** WORK TO BE COMPLETED **
All of the records that follow need to be copied word for word, without the pictures.

Records from a data collection:
◆ ◆ ◆ ◆ ◆

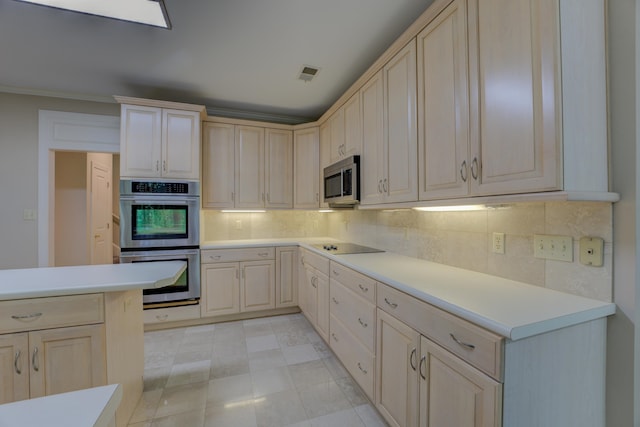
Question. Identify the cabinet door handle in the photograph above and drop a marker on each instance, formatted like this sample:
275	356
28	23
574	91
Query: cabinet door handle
391	304
34	360
412	358
474	168
15	362
462	343
423	362
27	317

◆ ◆ ◆ ◆ ◆

** PROBLEM SOLUTION **
Question. Identify the cabinet door handle in the photograph above and drop a marker on each instance, formatted like this sample:
275	356
28	23
574	91
Query: cabinet door handle
391	304
34	360
412	358
474	168
15	362
462	343
423	362
27	317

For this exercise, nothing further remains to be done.